Render the data from the line containing "jacket in this photo." through the end of the data as a Markdown table with the columns Row and Line, numbering each line and skipping blank lines. Omit the pictures from the table.

> INPUT RECORDS:
# # # # # # #
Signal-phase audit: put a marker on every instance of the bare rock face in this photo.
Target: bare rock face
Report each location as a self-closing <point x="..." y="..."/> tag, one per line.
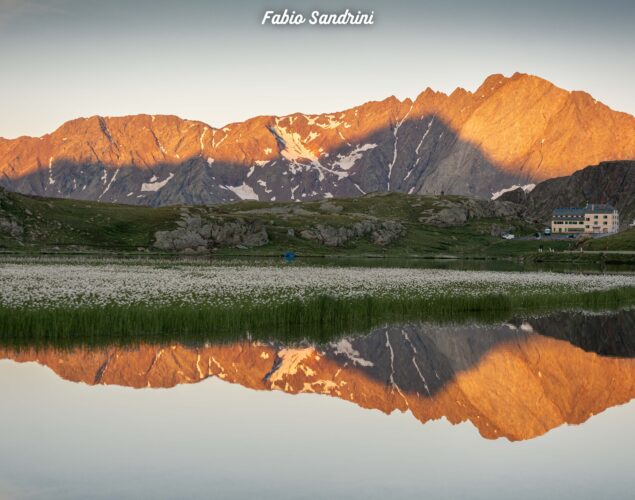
<point x="380" y="233"/>
<point x="198" y="234"/>
<point x="511" y="130"/>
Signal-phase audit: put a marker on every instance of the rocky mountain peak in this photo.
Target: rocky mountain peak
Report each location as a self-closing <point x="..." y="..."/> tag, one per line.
<point x="511" y="130"/>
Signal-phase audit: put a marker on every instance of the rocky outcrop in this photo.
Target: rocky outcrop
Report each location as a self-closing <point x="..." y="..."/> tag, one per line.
<point x="197" y="233"/>
<point x="380" y="233"/>
<point x="511" y="130"/>
<point x="455" y="212"/>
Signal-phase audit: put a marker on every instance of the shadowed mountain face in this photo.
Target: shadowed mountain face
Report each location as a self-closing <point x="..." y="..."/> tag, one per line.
<point x="609" y="182"/>
<point x="515" y="130"/>
<point x="509" y="380"/>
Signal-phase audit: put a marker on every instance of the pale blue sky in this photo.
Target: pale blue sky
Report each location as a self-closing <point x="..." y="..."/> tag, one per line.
<point x="214" y="61"/>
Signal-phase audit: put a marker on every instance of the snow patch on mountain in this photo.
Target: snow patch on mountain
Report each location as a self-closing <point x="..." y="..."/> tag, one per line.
<point x="346" y="162"/>
<point x="527" y="188"/>
<point x="155" y="185"/>
<point x="244" y="192"/>
<point x="345" y="348"/>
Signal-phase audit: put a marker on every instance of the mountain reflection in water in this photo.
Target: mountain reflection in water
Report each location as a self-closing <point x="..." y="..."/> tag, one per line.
<point x="516" y="380"/>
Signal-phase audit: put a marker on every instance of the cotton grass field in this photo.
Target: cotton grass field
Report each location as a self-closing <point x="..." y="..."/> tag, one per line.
<point x="125" y="301"/>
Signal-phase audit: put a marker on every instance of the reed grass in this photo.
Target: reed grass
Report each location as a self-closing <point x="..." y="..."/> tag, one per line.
<point x="318" y="319"/>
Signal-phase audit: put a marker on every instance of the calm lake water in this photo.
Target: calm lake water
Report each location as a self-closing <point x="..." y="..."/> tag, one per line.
<point x="531" y="408"/>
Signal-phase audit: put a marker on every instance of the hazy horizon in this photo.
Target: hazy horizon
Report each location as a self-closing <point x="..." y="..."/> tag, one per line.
<point x="215" y="62"/>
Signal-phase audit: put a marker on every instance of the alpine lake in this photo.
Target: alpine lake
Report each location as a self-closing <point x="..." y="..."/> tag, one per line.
<point x="329" y="379"/>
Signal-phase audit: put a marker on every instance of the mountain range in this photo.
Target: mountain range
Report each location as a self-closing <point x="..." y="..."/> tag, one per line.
<point x="516" y="130"/>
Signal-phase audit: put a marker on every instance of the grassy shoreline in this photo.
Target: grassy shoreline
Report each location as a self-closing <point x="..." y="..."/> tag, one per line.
<point x="321" y="318"/>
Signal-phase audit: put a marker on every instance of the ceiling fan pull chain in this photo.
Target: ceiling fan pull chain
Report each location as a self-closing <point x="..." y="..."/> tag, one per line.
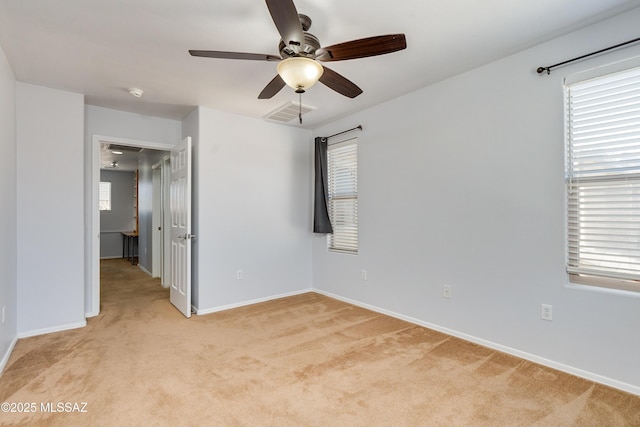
<point x="300" y="111"/>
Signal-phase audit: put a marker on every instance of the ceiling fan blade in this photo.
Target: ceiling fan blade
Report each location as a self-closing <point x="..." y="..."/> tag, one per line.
<point x="234" y="55"/>
<point x="339" y="83"/>
<point x="285" y="16"/>
<point x="362" y="48"/>
<point x="272" y="88"/>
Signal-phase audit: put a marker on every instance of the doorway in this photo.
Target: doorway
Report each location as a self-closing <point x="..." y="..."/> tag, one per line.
<point x="92" y="287"/>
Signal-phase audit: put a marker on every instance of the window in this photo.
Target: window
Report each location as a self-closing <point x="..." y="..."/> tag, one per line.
<point x="342" y="165"/>
<point x="603" y="177"/>
<point x="104" y="197"/>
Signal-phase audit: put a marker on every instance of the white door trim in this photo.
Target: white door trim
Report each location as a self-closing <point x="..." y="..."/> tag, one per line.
<point x="92" y="262"/>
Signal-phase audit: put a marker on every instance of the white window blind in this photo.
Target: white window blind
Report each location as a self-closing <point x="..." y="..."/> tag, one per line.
<point x="603" y="176"/>
<point x="104" y="196"/>
<point x="342" y="165"/>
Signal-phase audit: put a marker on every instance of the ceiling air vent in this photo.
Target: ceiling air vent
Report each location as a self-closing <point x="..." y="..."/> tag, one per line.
<point x="117" y="147"/>
<point x="288" y="112"/>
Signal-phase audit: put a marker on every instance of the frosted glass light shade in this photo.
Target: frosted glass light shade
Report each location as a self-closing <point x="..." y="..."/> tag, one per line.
<point x="300" y="73"/>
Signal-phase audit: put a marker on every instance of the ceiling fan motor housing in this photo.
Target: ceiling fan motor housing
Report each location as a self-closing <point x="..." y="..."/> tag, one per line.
<point x="311" y="44"/>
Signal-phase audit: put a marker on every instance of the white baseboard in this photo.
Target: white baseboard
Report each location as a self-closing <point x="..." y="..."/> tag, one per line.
<point x="7" y="355"/>
<point x="59" y="328"/>
<point x="200" y="312"/>
<point x="145" y="271"/>
<point x="629" y="388"/>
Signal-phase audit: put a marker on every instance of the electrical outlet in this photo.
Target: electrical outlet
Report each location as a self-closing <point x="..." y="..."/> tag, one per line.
<point x="446" y="291"/>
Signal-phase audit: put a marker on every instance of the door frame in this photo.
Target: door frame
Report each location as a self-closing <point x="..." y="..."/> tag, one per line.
<point x="92" y="262"/>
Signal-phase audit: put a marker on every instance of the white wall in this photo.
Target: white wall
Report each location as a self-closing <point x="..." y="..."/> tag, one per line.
<point x="8" y="218"/>
<point x="253" y="181"/>
<point x="461" y="183"/>
<point x="121" y="217"/>
<point x="118" y="124"/>
<point x="50" y="204"/>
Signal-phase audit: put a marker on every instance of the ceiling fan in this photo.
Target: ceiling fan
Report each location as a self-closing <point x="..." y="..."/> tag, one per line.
<point x="300" y="51"/>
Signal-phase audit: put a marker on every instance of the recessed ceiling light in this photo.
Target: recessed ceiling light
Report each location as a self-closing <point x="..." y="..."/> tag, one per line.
<point x="136" y="92"/>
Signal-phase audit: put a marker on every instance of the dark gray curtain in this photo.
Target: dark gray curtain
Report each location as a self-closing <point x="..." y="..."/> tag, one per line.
<point x="321" y="222"/>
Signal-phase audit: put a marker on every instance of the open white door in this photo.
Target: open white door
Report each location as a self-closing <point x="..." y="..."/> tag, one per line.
<point x="180" y="202"/>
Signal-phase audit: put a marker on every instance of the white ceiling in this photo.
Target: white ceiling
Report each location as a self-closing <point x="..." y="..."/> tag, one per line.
<point x="102" y="47"/>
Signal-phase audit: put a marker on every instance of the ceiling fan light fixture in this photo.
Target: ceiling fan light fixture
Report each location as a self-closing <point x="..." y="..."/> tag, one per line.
<point x="300" y="73"/>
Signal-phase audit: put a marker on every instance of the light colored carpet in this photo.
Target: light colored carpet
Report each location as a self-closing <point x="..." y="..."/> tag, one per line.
<point x="306" y="360"/>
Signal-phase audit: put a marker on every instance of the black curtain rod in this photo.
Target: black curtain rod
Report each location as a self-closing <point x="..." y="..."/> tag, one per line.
<point x="541" y="70"/>
<point x="345" y="131"/>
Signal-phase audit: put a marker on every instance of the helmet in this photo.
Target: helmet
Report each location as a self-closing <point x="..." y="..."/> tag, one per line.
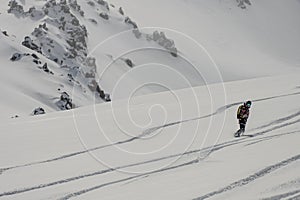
<point x="248" y="104"/>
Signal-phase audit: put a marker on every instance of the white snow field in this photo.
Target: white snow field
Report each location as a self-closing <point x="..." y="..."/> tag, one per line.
<point x="168" y="132"/>
<point x="148" y="148"/>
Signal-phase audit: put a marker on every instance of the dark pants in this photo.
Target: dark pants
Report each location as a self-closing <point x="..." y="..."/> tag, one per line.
<point x="242" y="123"/>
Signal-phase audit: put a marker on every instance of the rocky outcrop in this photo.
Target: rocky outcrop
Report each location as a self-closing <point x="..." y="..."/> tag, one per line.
<point x="38" y="111"/>
<point x="28" y="42"/>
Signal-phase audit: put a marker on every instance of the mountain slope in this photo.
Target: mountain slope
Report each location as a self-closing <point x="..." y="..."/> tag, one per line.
<point x="99" y="50"/>
<point x="105" y="152"/>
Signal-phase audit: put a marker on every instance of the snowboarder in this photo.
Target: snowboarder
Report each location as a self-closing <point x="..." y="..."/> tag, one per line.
<point x="242" y="115"/>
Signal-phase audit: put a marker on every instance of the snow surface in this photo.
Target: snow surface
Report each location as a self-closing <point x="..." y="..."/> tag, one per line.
<point x="105" y="152"/>
<point x="168" y="132"/>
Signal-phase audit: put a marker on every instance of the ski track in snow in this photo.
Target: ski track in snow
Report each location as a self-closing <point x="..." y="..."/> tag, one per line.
<point x="81" y="192"/>
<point x="151" y="130"/>
<point x="207" y="149"/>
<point x="220" y="110"/>
<point x="281" y="196"/>
<point x="72" y="154"/>
<point x="251" y="178"/>
<point x="295" y="198"/>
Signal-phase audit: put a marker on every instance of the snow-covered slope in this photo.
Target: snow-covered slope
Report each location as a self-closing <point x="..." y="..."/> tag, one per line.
<point x="100" y="50"/>
<point x="262" y="39"/>
<point x="147" y="148"/>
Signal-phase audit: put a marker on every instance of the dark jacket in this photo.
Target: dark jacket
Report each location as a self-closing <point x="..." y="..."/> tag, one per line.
<point x="243" y="112"/>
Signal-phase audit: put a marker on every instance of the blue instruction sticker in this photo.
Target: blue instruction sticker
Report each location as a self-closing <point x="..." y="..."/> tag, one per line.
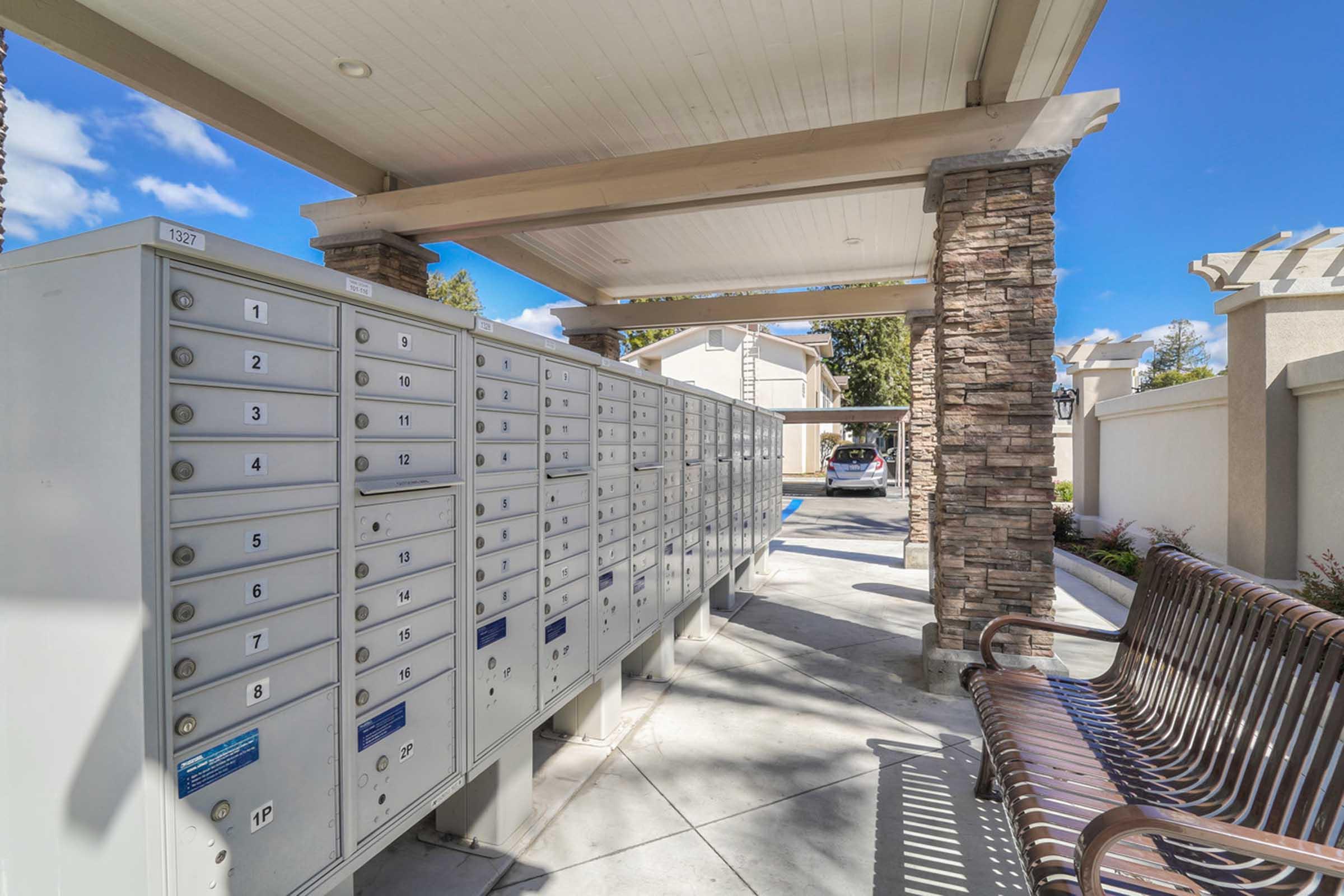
# # # # # # #
> OUTPUT OF THE TASK:
| Row | Line |
|---|---|
| 1 | Signal-phase audit: put a marker on every instance of the dark jacket in this photo. |
| 2 | Target: dark jacket |
| 3 | Report each location as a self-closing <point x="..." y="..."/> tag, one per line. |
| 4 | <point x="243" y="112"/> |
| 5 | Signal-phase audit: put a marker on every instance of the blue instruction sticker in this photo. |
| 6 | Target: blue instruction sticker |
| 7 | Report each location as a self-closing <point x="..." y="..."/> tag, one per line. |